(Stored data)

[Start of section]

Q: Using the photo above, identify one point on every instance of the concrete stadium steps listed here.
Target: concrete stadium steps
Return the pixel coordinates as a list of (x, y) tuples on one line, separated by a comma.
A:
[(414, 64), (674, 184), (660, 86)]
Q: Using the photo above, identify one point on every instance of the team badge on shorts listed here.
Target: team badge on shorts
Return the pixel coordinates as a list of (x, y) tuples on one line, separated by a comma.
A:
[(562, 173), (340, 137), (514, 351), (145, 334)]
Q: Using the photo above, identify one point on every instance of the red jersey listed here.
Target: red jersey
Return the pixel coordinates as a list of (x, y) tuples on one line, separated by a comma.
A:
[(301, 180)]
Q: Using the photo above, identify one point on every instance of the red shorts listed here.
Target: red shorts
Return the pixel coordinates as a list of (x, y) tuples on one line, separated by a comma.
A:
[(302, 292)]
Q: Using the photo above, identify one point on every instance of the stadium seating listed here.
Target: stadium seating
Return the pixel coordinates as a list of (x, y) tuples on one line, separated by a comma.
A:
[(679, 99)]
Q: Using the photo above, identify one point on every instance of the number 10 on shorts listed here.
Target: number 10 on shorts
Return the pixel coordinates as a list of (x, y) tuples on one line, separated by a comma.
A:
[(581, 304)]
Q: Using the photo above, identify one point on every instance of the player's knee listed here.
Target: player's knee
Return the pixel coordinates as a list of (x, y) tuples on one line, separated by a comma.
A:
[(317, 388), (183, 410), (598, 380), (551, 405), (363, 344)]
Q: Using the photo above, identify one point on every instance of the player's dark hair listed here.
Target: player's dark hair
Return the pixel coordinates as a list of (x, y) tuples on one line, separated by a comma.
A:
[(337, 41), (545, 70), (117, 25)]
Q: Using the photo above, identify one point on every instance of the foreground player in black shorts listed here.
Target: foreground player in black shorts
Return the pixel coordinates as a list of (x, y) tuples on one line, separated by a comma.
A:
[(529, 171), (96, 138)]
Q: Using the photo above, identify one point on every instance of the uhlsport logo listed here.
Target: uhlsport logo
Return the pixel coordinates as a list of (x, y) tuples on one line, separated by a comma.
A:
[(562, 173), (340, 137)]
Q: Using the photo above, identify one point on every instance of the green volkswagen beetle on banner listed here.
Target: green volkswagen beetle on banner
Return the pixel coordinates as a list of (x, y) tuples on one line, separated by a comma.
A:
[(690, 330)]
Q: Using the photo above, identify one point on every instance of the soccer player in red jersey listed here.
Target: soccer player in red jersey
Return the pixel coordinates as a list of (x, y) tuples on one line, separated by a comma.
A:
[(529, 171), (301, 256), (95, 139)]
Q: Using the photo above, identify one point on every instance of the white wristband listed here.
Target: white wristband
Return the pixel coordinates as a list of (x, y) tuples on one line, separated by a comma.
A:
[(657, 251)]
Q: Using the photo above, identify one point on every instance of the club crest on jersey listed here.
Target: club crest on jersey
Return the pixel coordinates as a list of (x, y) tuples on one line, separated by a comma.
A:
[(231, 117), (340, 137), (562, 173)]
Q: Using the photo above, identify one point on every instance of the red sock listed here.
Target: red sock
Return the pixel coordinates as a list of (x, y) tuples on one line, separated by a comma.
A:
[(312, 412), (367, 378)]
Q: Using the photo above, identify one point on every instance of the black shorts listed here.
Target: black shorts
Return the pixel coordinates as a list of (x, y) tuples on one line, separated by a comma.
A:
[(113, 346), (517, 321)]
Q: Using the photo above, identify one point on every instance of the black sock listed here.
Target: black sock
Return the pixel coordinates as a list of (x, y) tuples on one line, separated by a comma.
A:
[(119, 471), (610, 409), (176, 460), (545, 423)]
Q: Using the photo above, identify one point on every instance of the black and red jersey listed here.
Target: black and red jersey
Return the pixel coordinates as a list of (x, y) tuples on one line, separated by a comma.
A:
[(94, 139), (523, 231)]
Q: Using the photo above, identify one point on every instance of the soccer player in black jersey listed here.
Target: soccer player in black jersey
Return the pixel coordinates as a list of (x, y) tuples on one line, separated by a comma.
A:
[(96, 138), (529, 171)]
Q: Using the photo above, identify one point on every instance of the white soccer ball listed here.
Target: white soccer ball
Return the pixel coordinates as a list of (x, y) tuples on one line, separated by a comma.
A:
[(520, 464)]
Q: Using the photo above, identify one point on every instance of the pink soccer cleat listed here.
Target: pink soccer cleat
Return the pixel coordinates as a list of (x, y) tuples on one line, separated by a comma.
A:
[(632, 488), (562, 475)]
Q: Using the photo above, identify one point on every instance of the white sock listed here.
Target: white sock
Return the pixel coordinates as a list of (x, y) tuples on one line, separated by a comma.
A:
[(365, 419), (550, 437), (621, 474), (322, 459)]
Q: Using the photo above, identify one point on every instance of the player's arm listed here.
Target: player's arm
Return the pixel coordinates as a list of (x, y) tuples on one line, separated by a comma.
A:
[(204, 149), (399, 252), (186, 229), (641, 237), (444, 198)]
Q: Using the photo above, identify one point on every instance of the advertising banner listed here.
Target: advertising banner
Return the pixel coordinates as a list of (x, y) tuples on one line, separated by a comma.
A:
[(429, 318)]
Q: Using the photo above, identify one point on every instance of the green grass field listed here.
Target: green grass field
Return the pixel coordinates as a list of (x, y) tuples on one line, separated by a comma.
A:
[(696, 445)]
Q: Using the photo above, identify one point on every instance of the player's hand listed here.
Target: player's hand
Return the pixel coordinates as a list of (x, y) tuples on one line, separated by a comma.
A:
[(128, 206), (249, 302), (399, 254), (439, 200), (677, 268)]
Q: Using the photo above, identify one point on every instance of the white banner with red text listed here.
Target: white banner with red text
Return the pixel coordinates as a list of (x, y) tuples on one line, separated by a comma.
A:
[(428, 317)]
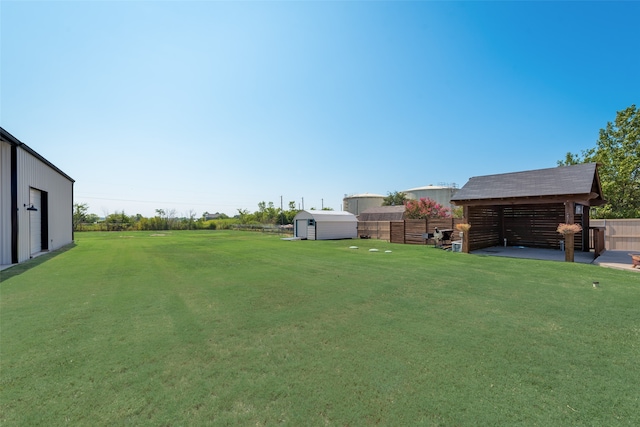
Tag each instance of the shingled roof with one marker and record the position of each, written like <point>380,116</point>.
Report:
<point>578,182</point>
<point>383,213</point>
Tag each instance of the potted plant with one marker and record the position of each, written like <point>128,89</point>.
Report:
<point>463,228</point>
<point>568,230</point>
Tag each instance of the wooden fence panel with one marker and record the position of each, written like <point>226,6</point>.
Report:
<point>396,231</point>
<point>409,231</point>
<point>375,229</point>
<point>620,234</point>
<point>485,223</point>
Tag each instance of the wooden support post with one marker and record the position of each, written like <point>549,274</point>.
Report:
<point>569,241</point>
<point>466,238</point>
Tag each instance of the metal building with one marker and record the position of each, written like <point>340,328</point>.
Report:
<point>36,203</point>
<point>325,225</point>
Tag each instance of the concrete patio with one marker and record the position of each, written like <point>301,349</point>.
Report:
<point>613,259</point>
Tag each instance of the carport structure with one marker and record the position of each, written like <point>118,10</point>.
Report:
<point>525,208</point>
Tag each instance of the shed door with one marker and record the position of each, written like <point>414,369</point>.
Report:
<point>301,228</point>
<point>35,221</point>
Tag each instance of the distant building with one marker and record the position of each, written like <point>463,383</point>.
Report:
<point>358,203</point>
<point>36,203</point>
<point>325,225</point>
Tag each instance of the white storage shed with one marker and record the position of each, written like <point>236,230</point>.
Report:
<point>36,203</point>
<point>325,225</point>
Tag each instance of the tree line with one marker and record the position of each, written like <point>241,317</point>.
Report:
<point>168,219</point>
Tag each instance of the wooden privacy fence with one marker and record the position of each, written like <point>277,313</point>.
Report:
<point>619,234</point>
<point>374,229</point>
<point>408,231</point>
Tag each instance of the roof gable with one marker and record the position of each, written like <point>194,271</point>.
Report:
<point>580,181</point>
<point>326,216</point>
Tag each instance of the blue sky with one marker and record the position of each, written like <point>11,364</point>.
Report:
<point>216,106</point>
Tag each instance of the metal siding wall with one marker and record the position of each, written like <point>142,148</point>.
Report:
<point>35,226</point>
<point>5,203</point>
<point>336,230</point>
<point>33,173</point>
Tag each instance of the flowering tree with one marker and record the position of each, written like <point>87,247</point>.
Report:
<point>425,208</point>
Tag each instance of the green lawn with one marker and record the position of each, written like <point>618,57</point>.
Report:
<point>233,328</point>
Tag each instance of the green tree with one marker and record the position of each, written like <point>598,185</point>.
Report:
<point>397,198</point>
<point>79,214</point>
<point>617,152</point>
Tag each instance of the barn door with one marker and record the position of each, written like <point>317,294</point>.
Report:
<point>35,221</point>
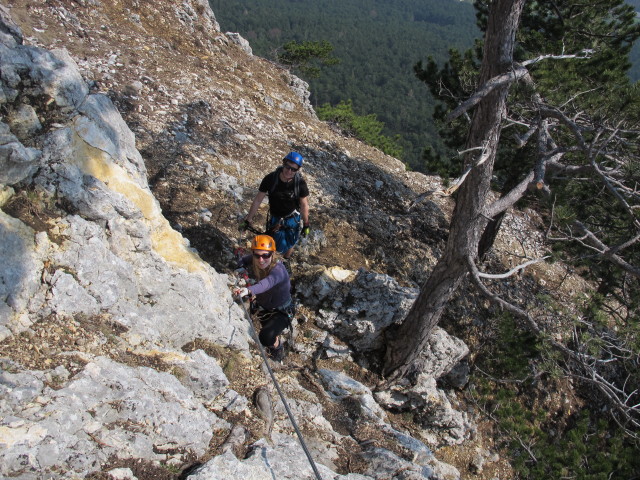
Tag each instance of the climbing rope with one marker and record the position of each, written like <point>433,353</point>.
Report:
<point>254,335</point>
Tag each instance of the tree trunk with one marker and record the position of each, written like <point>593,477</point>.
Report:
<point>405,343</point>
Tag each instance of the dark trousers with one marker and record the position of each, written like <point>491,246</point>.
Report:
<point>273,323</point>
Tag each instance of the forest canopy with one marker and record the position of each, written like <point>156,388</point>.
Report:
<point>378,44</point>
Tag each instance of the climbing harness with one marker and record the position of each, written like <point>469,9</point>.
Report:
<point>254,335</point>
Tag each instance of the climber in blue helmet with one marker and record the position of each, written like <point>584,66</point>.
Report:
<point>288,204</point>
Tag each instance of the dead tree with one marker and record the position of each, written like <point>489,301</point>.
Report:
<point>607,150</point>
<point>469,219</point>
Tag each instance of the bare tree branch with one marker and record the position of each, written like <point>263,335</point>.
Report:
<point>513,270</point>
<point>621,401</point>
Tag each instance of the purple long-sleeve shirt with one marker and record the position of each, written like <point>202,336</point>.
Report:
<point>274,290</point>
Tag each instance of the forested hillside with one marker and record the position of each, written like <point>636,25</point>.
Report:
<point>378,43</point>
<point>634,72</point>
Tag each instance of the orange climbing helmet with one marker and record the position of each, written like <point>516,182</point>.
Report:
<point>263,242</point>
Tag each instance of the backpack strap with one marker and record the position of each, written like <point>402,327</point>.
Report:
<point>296,185</point>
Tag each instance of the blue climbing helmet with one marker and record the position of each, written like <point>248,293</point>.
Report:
<point>294,157</point>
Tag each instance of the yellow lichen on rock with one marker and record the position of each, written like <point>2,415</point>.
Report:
<point>165,241</point>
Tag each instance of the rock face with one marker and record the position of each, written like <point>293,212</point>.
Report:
<point>122,349</point>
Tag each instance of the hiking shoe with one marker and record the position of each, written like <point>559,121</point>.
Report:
<point>287,265</point>
<point>276,354</point>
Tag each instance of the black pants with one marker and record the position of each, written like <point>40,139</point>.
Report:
<point>273,323</point>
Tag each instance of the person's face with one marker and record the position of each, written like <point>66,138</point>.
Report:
<point>262,258</point>
<point>289,170</point>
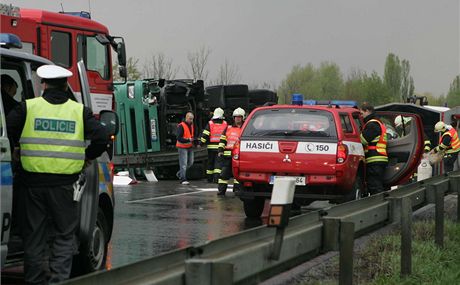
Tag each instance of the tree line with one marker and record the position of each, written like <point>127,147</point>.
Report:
<point>323,82</point>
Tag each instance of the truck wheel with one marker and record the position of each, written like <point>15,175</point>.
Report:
<point>356,191</point>
<point>93,256</point>
<point>253,208</point>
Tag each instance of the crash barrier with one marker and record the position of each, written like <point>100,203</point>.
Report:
<point>246,257</point>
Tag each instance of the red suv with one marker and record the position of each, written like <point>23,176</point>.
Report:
<point>320,146</point>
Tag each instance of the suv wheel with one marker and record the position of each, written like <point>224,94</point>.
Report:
<point>92,256</point>
<point>253,208</point>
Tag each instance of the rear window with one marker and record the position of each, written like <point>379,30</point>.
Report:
<point>291,123</point>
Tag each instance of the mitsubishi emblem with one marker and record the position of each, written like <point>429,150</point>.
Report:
<point>287,159</point>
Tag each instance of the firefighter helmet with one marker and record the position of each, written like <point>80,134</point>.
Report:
<point>399,120</point>
<point>218,113</point>
<point>49,71</point>
<point>238,112</point>
<point>439,127</point>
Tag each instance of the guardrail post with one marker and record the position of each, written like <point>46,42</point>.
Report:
<point>331,233</point>
<point>346,244</point>
<point>439,217</point>
<point>406,236</point>
<point>205,272</point>
<point>454,187</point>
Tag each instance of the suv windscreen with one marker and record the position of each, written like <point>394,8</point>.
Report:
<point>306,123</point>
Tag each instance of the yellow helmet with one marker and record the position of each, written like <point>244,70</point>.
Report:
<point>439,127</point>
<point>218,113</point>
<point>238,112</point>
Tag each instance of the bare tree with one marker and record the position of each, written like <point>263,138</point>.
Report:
<point>198,61</point>
<point>228,74</point>
<point>160,66</point>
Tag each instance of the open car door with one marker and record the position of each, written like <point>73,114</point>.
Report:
<point>404,147</point>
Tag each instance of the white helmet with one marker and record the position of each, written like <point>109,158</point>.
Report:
<point>439,127</point>
<point>400,119</point>
<point>218,113</point>
<point>49,71</point>
<point>238,112</point>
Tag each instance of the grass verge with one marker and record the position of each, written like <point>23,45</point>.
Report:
<point>378,262</point>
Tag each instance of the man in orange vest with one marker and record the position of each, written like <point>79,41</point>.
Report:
<point>227,142</point>
<point>449,143</point>
<point>374,140</point>
<point>184,144</point>
<point>211,137</point>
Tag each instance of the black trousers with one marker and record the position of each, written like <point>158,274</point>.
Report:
<point>374,177</point>
<point>449,161</point>
<point>43,204</point>
<point>226,174</point>
<point>213,170</point>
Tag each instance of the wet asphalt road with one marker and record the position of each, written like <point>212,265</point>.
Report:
<point>153,218</point>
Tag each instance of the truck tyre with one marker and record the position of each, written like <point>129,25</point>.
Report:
<point>93,256</point>
<point>253,208</point>
<point>236,91</point>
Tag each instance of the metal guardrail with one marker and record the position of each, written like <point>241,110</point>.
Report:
<point>244,258</point>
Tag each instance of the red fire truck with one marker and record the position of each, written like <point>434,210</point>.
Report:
<point>65,39</point>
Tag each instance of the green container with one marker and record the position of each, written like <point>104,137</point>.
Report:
<point>138,114</point>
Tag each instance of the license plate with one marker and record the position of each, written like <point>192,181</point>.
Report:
<point>299,180</point>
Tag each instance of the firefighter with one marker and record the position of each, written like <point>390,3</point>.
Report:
<point>8,89</point>
<point>227,141</point>
<point>449,144</point>
<point>184,144</point>
<point>50,132</point>
<point>374,140</point>
<point>211,137</point>
<point>403,124</point>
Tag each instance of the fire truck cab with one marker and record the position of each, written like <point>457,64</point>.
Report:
<point>65,39</point>
<point>320,146</point>
<point>96,204</point>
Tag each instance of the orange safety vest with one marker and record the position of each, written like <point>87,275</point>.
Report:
<point>216,130</point>
<point>232,134</point>
<point>454,141</point>
<point>379,145</point>
<point>188,134</point>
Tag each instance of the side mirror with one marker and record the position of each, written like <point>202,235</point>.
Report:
<point>121,51</point>
<point>109,120</point>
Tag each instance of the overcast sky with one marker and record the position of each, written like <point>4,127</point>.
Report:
<point>265,38</point>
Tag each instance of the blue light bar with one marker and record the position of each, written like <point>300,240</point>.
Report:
<point>348,103</point>
<point>344,103</point>
<point>297,99</point>
<point>82,14</point>
<point>10,41</point>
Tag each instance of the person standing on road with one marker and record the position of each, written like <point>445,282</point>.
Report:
<point>374,140</point>
<point>211,137</point>
<point>227,141</point>
<point>50,132</point>
<point>449,144</point>
<point>184,144</point>
<point>9,88</point>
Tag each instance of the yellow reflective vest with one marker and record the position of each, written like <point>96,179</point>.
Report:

[End of section]

* WORK REQUEST *
The lines of the data, from the first through the one containing "badge on shorts listed here.", are to be transcribed exactly.

* SOLUTION TO THIS EXERCISE *
Q: Using the photo above, identify one point on every instance of the concrete stadium steps listed here.
Target: concrete stadium steps
Return the pixel coordinates as a list of (x, y) tuples on one line, separated by a comma.
A:
[(414, 64), (674, 184), (660, 86)]
Q: Using the photo above, identify one point on every instance of the team badge on shorts listed here.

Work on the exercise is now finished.